* **Excerpt**:
— begin —
Builds trust and credibility with prospects 

More and more companies will offer AI agents in their products. 

Case in point: The market size for AI agents is set to grow at a compound annual growth rate of 45% through 2034.

One of the best ways for your AI agents to stand out from competitors' is by demonstrating the observability measures you've implemented for them.

This assures prospects that regardless of their agentic use cases with your product, their data will remain secure and compliant with frameworks like GDPR.

Provides insights into areas for improvement

Even when your agents aren’t experiencing issues, your observability tooling can help surface optimization opportunities.

You can refine an AI agent’s logic so that it calls a more efficient tool for a given task, discover unnecessary tool calls, see which tools lead agents to experience slow response times—and potentially reroute the tool calls or space them out—and more.

Helps you comply with key data privacy and protection frameworks

By maintaining records of what data was accessed, the actions performed on that data, which agent performed those actions and when they did so, you can easily demonstrate compliance with a wide range of data privacy and protection frameworks, like GDPR, SOC 2 Type II, and ISO 27001.
— end —
* **Exercise requirements**:
1) Name each data privacy or protection framework mentioned in the passage on AI agent observability, listing each one once.
2) Continue the passage on the benefits of AI agent observability, picking up after its final sentence.

* **Information shown**:
— begin —
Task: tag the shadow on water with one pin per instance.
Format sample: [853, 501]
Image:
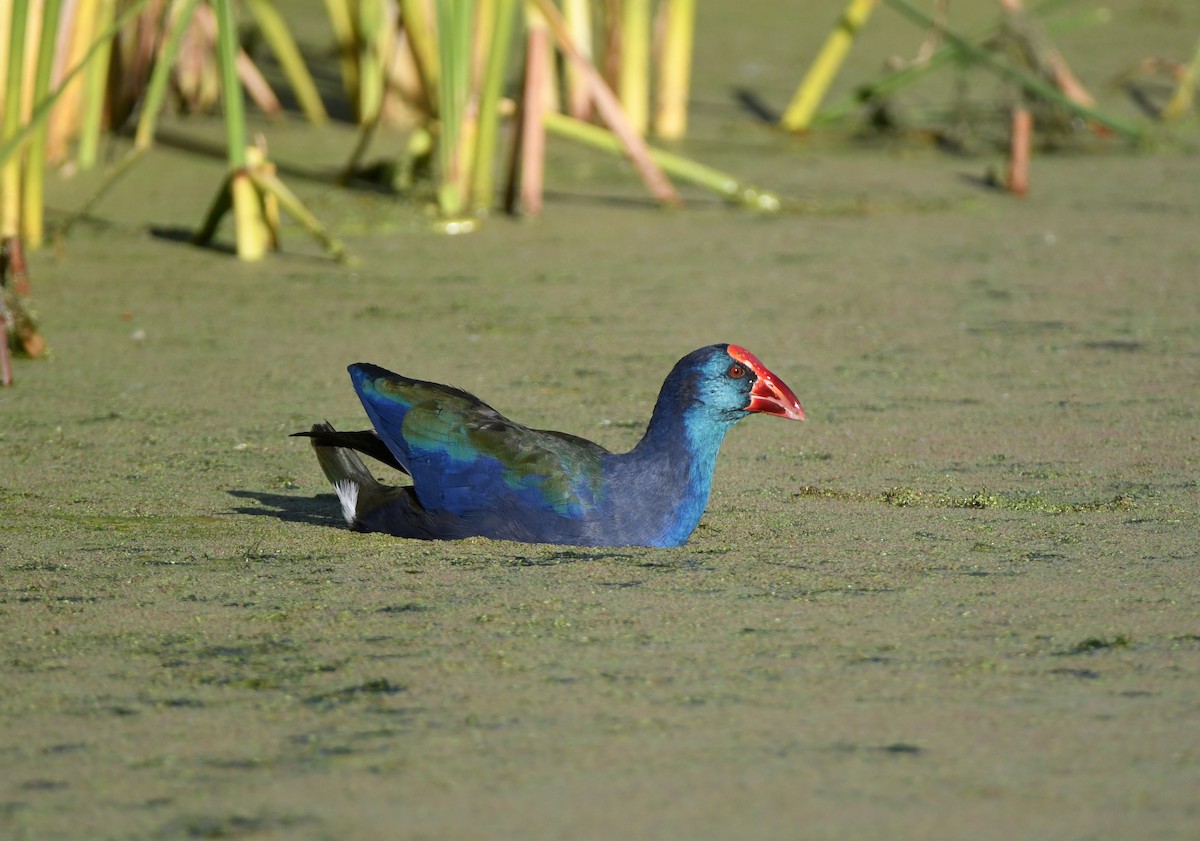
— end —
* **In response**:
1) GDPR, SOC 2 Type II, ISO 27001

2)
Related: The relatonship between AI agents and RAG

How to perform AI agent observability

Here are all of the ways that you can observe and manage your AI agents. For the best results, you’ll want to combine these approaches.

Set rules that keep sensitive information secure

If your AI agents are part of dynamic workflows, they can make on-the-fly decisions that put sensitive data at risk. For example, they can decide to add an employee's social security number to their profile in an HRIS solution—where it's visible to anyone at the organization.

To prevent harmful or unintended actions, you can configure rules for all AI agents, specific groups of agents, or individual ones to control how they receive and share sensitive information.

For example:

  • Global rules: All AI agents are prohibited from sharing credit card information with third-party applications, and credit card numbers are redacted before the agents can access them
  • Sales and marketing agents: These agents can’t share contract values with third-party applications, and bank account and routing numbers are redacted before being passed to them
  • Employee experience agent: This agent can’t share employee PII, and social security numbers are redacted before they get sent to the agent
The Rules you can set up in Agent Handler to govern what data AI agents can receive and send
Merge Agent Handler will let you set rules globally or for specific agents. You’ll also be able to apply these rules to specific regions, use default rules, implement your own, and test any

Leverage logs to track every action your AI agents take

Logs let you review all of the tool calls that have been made, whether they were successful, and—if they were—how long the AI agent took to make them.

An AI agent observability solution, like Agent Handler, can even provide filters that let you drill down on specific tool calls.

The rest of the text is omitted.